Tuesday, April 16, 2013

How Modern Consumer Technology Is Swallowing Up Our Lives

            When we were very young, we all experienced at some point, parents, teachers, family, family friends and adolescents reading stories to us.  If you were like me, you would find this an enthralling experience.  The stories were bible stories, myths, fairy tales or simply real life adventures. Most of them had one thing in common.  They dealt with rich vibrant narratives that were far beyond the realm of possibility for average people to experience.  They involved adventures in which heroes or heroines were tested in some unusual way.  The protagonists were forced to overcome obstacles by creating their own unique solutions.  In the process, they received the imprint of the total experience and were transformed into wiser more powerful people.  At the same time, they themselves created a strong imprint in their solution to the problem, and this imprint was very stimulating to everyone who experienced it.  Furthermore, the imprint was a very memorable solution that acted as a surrogate immortality – a preparation for death – for the hero or heroine who made the imprint.

            Such stories were inspirations to all of us.  Even if it was very unlikely that anyone of us was going to be able to have such rich vibrant adventures as the stories we heard and later read ourselves, these stories unconsciously taught us the importance of rich vibrant life narratives in order to make, receive, and preserve imprints and in order to have meaningful lives.  These stories indirectly inspired us to the achievements, the involvements, and the relationships that allowed us to feel truly connected to the world.  They were definitely more than just entertainment.  And their capacity to instruct went far beyond their capacity to reinforce a fundamental moral principle of good and evil or right and wrong.  In truth, on a deeper level, the narrative was the message.  Without some kind of meaningful narrative, there is no human life.

            But the narrative in stories we heard and read was never meant to replace our lives.  It was meant to inspire our lives and guide our lives.  Stories are too distinct from an actual primary experience to ever be a real substitute.  Stories are built with words, which are the building blocks of cognitive thought.  We think a story through as we hear or read it.  Granted there are pictures in children’s books.  There used to be more pictures in the novels and story books of adults.  But there is no way that these pictures can lull a human into thinking he is actually living a primary experience in the narrative of his life.

            When we see a story acted out in a play, there is a strong sensory component.  We see actors going through motions, even though there is a limit to the motions that can be performed on stage.  We see the costumes of the actors and the sets that act as backdrops for the interaction on the stage (although for a long time in Western theater, there was no scenery).  Sometimes we hear sound effects and music.  This is very different from the cognitive engagement involved in a story and even from the more minimal sensory engagement involved with story books and novels with pictures.  A play is a little closer to life.  And yet there is a limit to what can be done in the confines of even a technically sophisticated stage.  Most plays are still built primarily around words rather than action, and even when there is action, it is qualitatively different from action in real life as a result of the limitations of space.  And stage sets cannot truly reproduce normal human surroundings, again, because of the limitations of space.  When we sit in the audience of the play, we still are fully aware that we are seeing something different from a normal life narrative.

* TASK TO COMPLETE:
Carry on the essay about modern consumer technology and life narratives, picking up after its last paragraph on stage plays.

* DATA ROWS:

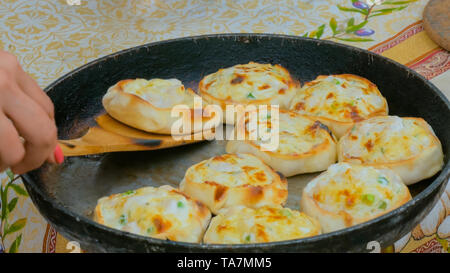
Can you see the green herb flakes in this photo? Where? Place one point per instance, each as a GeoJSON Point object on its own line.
{"type": "Point", "coordinates": [368, 199]}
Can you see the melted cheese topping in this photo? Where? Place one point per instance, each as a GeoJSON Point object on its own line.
{"type": "Point", "coordinates": [161, 93]}
{"type": "Point", "coordinates": [339, 98]}
{"type": "Point", "coordinates": [154, 211]}
{"type": "Point", "coordinates": [242, 225]}
{"type": "Point", "coordinates": [356, 190]}
{"type": "Point", "coordinates": [246, 83]}
{"type": "Point", "coordinates": [231, 170]}
{"type": "Point", "coordinates": [386, 139]}
{"type": "Point", "coordinates": [297, 134]}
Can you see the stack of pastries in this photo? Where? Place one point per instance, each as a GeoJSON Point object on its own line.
{"type": "Point", "coordinates": [338, 124]}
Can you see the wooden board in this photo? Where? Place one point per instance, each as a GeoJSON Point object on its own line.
{"type": "Point", "coordinates": [110, 135]}
{"type": "Point", "coordinates": [436, 22]}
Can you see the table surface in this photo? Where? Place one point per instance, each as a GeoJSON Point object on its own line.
{"type": "Point", "coordinates": [52, 37]}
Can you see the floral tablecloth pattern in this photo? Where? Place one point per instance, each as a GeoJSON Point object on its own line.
{"type": "Point", "coordinates": [52, 37]}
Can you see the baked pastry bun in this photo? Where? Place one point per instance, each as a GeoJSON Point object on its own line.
{"type": "Point", "coordinates": [339, 101]}
{"type": "Point", "coordinates": [347, 195]}
{"type": "Point", "coordinates": [252, 83]}
{"type": "Point", "coordinates": [304, 145]}
{"type": "Point", "coordinates": [147, 104]}
{"type": "Point", "coordinates": [406, 145]}
{"type": "Point", "coordinates": [163, 213]}
{"type": "Point", "coordinates": [242, 225]}
{"type": "Point", "coordinates": [234, 179]}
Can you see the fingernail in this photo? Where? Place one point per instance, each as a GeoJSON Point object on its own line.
{"type": "Point", "coordinates": [59, 156]}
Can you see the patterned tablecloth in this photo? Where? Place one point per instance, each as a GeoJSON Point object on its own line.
{"type": "Point", "coordinates": [52, 37]}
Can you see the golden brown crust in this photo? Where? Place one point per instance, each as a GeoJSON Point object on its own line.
{"type": "Point", "coordinates": [335, 219]}
{"type": "Point", "coordinates": [318, 158]}
{"type": "Point", "coordinates": [163, 213]}
{"type": "Point", "coordinates": [139, 113]}
{"type": "Point", "coordinates": [257, 191]}
{"type": "Point", "coordinates": [337, 125]}
{"type": "Point", "coordinates": [412, 169]}
{"type": "Point", "coordinates": [282, 97]}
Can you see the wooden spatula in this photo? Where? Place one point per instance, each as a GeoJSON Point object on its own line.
{"type": "Point", "coordinates": [109, 135]}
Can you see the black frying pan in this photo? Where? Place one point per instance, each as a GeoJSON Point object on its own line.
{"type": "Point", "coordinates": [66, 195]}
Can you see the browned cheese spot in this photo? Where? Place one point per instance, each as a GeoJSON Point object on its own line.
{"type": "Point", "coordinates": [161, 225]}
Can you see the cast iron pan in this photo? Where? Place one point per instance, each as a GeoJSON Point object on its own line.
{"type": "Point", "coordinates": [66, 195]}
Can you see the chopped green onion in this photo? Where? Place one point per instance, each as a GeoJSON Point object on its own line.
{"type": "Point", "coordinates": [123, 219]}
{"type": "Point", "coordinates": [368, 199]}
{"type": "Point", "coordinates": [128, 192]}
{"type": "Point", "coordinates": [383, 205]}
{"type": "Point", "coordinates": [383, 180]}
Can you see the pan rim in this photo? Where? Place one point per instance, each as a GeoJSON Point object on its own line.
{"type": "Point", "coordinates": [442, 178]}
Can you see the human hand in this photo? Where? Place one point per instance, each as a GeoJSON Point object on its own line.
{"type": "Point", "coordinates": [28, 134]}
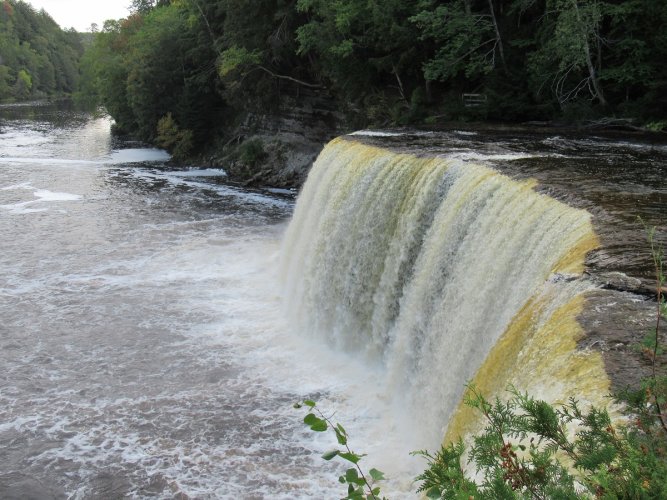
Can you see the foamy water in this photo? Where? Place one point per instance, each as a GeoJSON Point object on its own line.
{"type": "Point", "coordinates": [143, 344]}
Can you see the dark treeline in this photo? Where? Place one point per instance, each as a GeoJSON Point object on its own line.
{"type": "Point", "coordinates": [178, 71]}
{"type": "Point", "coordinates": [37, 58]}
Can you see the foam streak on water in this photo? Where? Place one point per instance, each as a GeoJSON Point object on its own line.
{"type": "Point", "coordinates": [142, 341]}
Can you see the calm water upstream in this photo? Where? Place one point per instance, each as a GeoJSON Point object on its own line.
{"type": "Point", "coordinates": [142, 347]}
{"type": "Point", "coordinates": [144, 350]}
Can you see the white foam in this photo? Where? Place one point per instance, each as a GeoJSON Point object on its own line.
{"type": "Point", "coordinates": [207, 172]}
{"type": "Point", "coordinates": [138, 155]}
{"type": "Point", "coordinates": [474, 156]}
{"type": "Point", "coordinates": [377, 133]}
{"type": "Point", "coordinates": [46, 195]}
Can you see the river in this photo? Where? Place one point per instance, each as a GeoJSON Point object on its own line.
{"type": "Point", "coordinates": [158, 322]}
{"type": "Point", "coordinates": [143, 348]}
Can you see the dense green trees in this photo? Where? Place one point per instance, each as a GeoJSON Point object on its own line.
{"type": "Point", "coordinates": [208, 62]}
{"type": "Point", "coordinates": [37, 58]}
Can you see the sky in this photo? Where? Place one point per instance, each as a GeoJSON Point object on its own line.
{"type": "Point", "coordinates": [80, 14]}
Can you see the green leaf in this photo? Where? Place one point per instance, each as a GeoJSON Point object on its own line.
{"type": "Point", "coordinates": [310, 419]}
{"type": "Point", "coordinates": [350, 457]}
{"type": "Point", "coordinates": [320, 426]}
{"type": "Point", "coordinates": [342, 439]}
{"type": "Point", "coordinates": [351, 475]}
{"type": "Point", "coordinates": [433, 492]}
{"type": "Point", "coordinates": [330, 454]}
{"type": "Point", "coordinates": [316, 424]}
{"type": "Point", "coordinates": [376, 474]}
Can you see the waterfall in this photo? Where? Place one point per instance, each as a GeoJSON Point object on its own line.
{"type": "Point", "coordinates": [440, 272]}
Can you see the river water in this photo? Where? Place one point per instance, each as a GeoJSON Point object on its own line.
{"type": "Point", "coordinates": [142, 343]}
{"type": "Point", "coordinates": [144, 349]}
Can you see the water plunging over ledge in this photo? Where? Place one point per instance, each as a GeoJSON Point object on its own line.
{"type": "Point", "coordinates": [144, 345]}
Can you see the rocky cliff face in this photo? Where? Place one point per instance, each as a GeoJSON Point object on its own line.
{"type": "Point", "coordinates": [277, 148]}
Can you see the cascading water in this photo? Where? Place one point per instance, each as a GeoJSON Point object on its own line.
{"type": "Point", "coordinates": [425, 264]}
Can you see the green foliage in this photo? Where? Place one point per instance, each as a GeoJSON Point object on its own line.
{"type": "Point", "coordinates": [396, 62]}
{"type": "Point", "coordinates": [178, 142]}
{"type": "Point", "coordinates": [37, 58]}
{"type": "Point", "coordinates": [360, 485]}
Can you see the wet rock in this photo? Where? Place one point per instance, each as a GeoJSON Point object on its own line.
{"type": "Point", "coordinates": [615, 323]}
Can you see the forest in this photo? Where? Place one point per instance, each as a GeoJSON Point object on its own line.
{"type": "Point", "coordinates": [37, 58]}
{"type": "Point", "coordinates": [184, 73]}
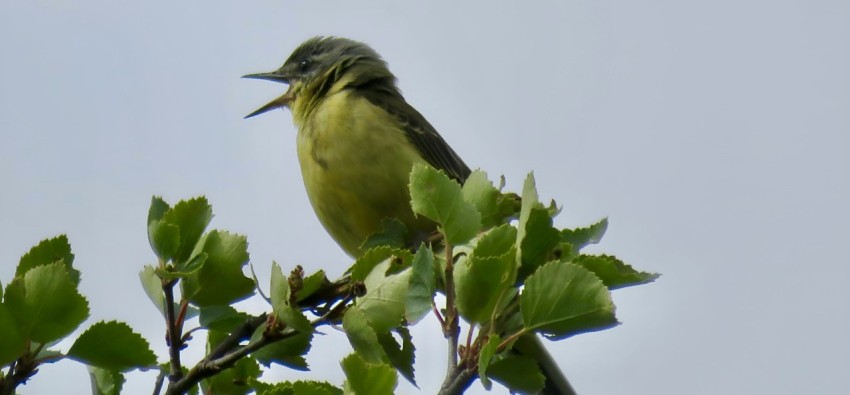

* EXERCISE ANSWER:
            When we see a story acted out in a movie in a movie theater, we have now passed into an arena where human primary experience can be reproduced.  There are no limits to the actions that actors can perform, apart from those imparted from censorship.  Far more intricate and convincing indoor sets can be created, and real outdoor backdrops can be used as part of the human surroundings in the narrative.  A story that is far more intense and adventurous than what a normal human can live is portrayed in a movie, and it seduces a person into making a movie or many movies a substitute for his real life.  The cinematic space of a movie, rather than inspiring and guiding a person to live a richer more vibrant life as a play can do, can seduce a person into giving up the attempt.  The only thing that for a time prevented a person from totally escaping through movies was that he had to go to theaters to see them.  In a movie theater, he had to sit with a large group of people, which reminded him that what he was watching was still apart from his own primary experience life and that what he was watching was an escape.  The movie theater created a vacuum environment that separated the free-floating figure of the movie on the movie screen from the flow of primary experience in a person’s life.

            This all changed with television.  With television, a person could watch TV programs and movies within the confines of his home, a major backdrop for much of his primary experience.  There was no longer a separate vacuum space in the external world that separated the virtual narrative of the movies from the real narrative of a person’s primary experience life.  The only obvious separation was the box that held the TV screen.  Now that box is going.  Experientially, now the screen is frequently mounted on the wall with no physical figure boundaries to separate the narrative it contains from the narratives going on in the living room or bedroom in the real world around it, except the screen itself.  So the only other thing now that separates what occurs on the TV screen from what happens in the room in the home is that each space has a separate continuity or flow of action.  Each represents a separate contiguous narrative.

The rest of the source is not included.